_Assigned task:_ An exact copy of every entry is needed, without the pictures.

_Source material:_
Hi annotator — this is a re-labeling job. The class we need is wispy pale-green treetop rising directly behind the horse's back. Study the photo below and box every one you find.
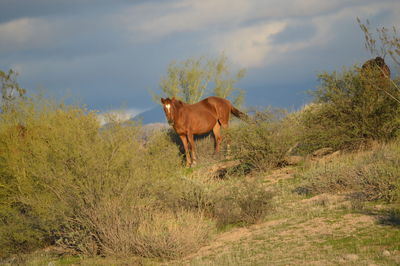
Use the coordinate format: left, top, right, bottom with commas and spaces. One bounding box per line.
155, 54, 245, 105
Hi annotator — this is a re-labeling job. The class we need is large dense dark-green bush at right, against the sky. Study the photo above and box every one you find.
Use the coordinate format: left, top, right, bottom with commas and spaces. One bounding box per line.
298, 67, 400, 153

_Answer area:_
Hi annotator — this is a re-labeling job. The class we need is wispy pale-green treetop rising directly behind the horse's back. Study the photo below and box every one you find.
Use the coordinate format: left, top, right, bottom with commas and spaces. One bounding box per line.
155, 54, 245, 105
Hi annotator — this is a re-labeling job. The class we need is large dense dark-green bush at right, against the sky. Study the photo above and box every one you find.
Use the coordinate format: left, top, right, bottom with commas and spaces. One bounding box per line.
298, 67, 400, 153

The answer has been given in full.